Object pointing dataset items
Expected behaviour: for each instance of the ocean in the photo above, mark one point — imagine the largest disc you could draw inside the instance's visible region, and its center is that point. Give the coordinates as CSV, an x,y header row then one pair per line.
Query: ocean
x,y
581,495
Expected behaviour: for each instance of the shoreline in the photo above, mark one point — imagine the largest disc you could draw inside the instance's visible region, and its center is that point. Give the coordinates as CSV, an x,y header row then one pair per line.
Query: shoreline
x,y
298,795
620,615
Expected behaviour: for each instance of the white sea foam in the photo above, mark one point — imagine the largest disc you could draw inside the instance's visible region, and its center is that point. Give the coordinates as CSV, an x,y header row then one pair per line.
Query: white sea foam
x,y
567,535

Goal of the exercise: Can you reproduce every line of the items above verbatim, without changing anything?

Solution for this exercise:
Expected behaviour: for each instance of the ocean in the photo above, mark one point — imagine the largest disc you could draw inside the instance's visible region, and its center is that point. Give the coordinates as CSV, an x,y header row then one pair per line.
Query: ocean
x,y
581,495
Expected behaviour: for each instance of the shoreline in the photo above, mark one point — imagine the largest disc you could draw inside the instance's visible region, and its center is that point. Give the coordinates as CSV, an x,y header row then one pair per line.
Query: shoreline
x,y
298,795
620,615
Expected behaviour: for each instance of the white sea foam in the photo above, mark one point — imagine the largest disc you could draw inside the instance's visible region, and its center is that point. Give the coordinates as CSV, an x,y header row then one pair per line.
Query: white sea foam
x,y
567,535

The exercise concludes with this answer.